Stored items -
== == ==

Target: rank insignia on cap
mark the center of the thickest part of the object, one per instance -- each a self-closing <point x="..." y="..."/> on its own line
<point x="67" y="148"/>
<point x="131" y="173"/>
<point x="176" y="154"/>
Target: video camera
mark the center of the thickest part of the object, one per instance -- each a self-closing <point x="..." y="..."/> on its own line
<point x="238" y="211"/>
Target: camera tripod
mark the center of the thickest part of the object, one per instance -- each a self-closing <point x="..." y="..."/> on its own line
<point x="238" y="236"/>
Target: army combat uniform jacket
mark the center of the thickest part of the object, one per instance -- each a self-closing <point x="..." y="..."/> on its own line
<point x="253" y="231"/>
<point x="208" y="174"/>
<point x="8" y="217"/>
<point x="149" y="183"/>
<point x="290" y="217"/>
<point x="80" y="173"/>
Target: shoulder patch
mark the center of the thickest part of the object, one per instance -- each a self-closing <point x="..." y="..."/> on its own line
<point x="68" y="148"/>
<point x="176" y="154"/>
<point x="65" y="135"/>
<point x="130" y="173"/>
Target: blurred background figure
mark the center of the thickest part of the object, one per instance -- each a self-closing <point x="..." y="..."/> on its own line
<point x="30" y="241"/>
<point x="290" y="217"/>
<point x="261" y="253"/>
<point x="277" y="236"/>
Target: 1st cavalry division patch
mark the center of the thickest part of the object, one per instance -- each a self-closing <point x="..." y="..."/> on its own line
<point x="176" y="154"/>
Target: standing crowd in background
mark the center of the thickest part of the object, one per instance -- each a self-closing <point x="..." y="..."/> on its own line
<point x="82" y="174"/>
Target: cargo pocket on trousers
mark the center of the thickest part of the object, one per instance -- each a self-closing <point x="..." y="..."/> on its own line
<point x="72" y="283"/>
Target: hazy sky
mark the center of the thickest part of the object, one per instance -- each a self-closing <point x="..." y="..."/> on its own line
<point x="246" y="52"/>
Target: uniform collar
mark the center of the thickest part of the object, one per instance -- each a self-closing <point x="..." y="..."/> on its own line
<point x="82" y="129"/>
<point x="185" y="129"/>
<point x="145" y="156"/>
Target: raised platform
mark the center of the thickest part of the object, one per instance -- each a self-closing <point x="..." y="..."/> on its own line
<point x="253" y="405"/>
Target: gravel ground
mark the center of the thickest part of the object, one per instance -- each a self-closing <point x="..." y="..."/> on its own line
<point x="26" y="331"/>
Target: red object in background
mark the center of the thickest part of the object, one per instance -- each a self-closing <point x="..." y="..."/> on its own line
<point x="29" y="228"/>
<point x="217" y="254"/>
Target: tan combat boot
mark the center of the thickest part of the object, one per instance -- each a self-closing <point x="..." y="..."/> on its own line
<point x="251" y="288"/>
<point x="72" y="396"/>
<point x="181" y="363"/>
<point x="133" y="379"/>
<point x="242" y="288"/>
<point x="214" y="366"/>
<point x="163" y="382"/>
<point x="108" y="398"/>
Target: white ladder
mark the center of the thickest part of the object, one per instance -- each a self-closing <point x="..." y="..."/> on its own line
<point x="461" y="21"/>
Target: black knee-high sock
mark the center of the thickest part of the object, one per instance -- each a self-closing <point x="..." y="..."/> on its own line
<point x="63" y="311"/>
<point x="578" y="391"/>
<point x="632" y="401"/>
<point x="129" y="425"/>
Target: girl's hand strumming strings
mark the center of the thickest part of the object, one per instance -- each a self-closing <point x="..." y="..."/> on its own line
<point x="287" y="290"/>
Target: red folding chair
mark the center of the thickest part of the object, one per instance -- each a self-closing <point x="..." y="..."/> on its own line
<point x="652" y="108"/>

== == ==

Work to be completed - Return every line of the stored items listing above without changing a single character.

Answer to this task -
Target: rank insignia on cap
mark the center of the thickest part of the object, one per instance -- each a self-closing <point x="..." y="..."/> on its own line
<point x="67" y="148"/>
<point x="131" y="173"/>
<point x="176" y="154"/>
Target: video camera
mark the center of the thickest part of the object, one per instance -- each a self-closing <point x="..." y="..."/> on its own line
<point x="238" y="211"/>
Target: camera tripod
mark the center of the thickest part of the object, one per instance -- each a self-closing <point x="..." y="..."/> on its own line
<point x="238" y="236"/>
Target: army combat uniform jacket
mark the center of the thickest part of the object, one per instance -- each a self-closing <point x="..." y="..."/> on its own line
<point x="253" y="231"/>
<point x="208" y="174"/>
<point x="8" y="217"/>
<point x="149" y="183"/>
<point x="290" y="217"/>
<point x="80" y="173"/>
Target: shoulder patch
mark the center of the thickest part of the object, one per instance -- each a self-closing <point x="..." y="..."/> on its own line
<point x="68" y="148"/>
<point x="176" y="154"/>
<point x="65" y="135"/>
<point x="130" y="173"/>
Target: blurred background figure
mark the center of the thickest part of the object, one per instance -- each a self-closing <point x="..." y="..."/> on its own line
<point x="30" y="241"/>
<point x="290" y="217"/>
<point x="261" y="253"/>
<point x="277" y="236"/>
Target: 1st cavalry division patch
mark the center of the thickest part of the object, one per instance -- each a self-closing <point x="..." y="..."/> on its own line
<point x="176" y="154"/>
Target: standing crowd in background
mark the center of the thickest part of the object, one per instance -- each a self-closing <point x="..." y="..."/> on its own line
<point x="82" y="174"/>
Target: cargo pocket on trousers
mark the center of the thickest part of the object, one per instance -- each a self-closing <point x="..." y="..."/> on its own line
<point x="72" y="283"/>
Target: hazy sky
mark the center of the thickest part of the object, one per instance -- each a self-closing <point x="..." y="..."/> on its own line
<point x="246" y="52"/>
Target: uniform collar
mark the center of the thickest part of the object, one per instance -- each a self-closing <point x="..." y="..."/> on its own line
<point x="82" y="129"/>
<point x="185" y="129"/>
<point x="145" y="156"/>
Target: raised platform
mark the center of the thickest part of the object, one per instance -- each a self-closing <point x="..." y="..."/> on its own line
<point x="253" y="405"/>
Target: gravel ground
mark the center of the thickest part of the object, one per instance -- each a self-closing <point x="..." y="..."/> on its own line
<point x="26" y="331"/>
Target: red object in background
mark the center of the thickest part of the object, one per instance -- each a self-closing <point x="..." y="..."/> on its own line
<point x="29" y="228"/>
<point x="217" y="254"/>
Target: tan combat boot
mark the center of the thickest part of the object, one per instance -- each a self-closing <point x="..." y="..."/> on its own line
<point x="251" y="288"/>
<point x="72" y="396"/>
<point x="181" y="363"/>
<point x="133" y="379"/>
<point x="242" y="288"/>
<point x="214" y="366"/>
<point x="163" y="382"/>
<point x="108" y="398"/>
Target: white ladder
mark the center of the thickest part of the object, one per instance -- each a self-closing <point x="..." y="..."/> on its own line
<point x="461" y="21"/>
Target: black knee-high sock
mark the center of the thickest part of the object, one per instance -- each a self-closing <point x="..." y="..."/> on its own line
<point x="63" y="311"/>
<point x="578" y="391"/>
<point x="632" y="401"/>
<point x="129" y="425"/>
Target: girl's hand strumming strings
mark the center of the thickest part of the object, one per instance -- each a self-closing <point x="..." y="..."/> on its own line
<point x="287" y="290"/>
Target: red folding chair
mark the center of the thickest part of the object, one per instance -- each a self-closing <point x="..." y="..."/> on its own line
<point x="652" y="108"/>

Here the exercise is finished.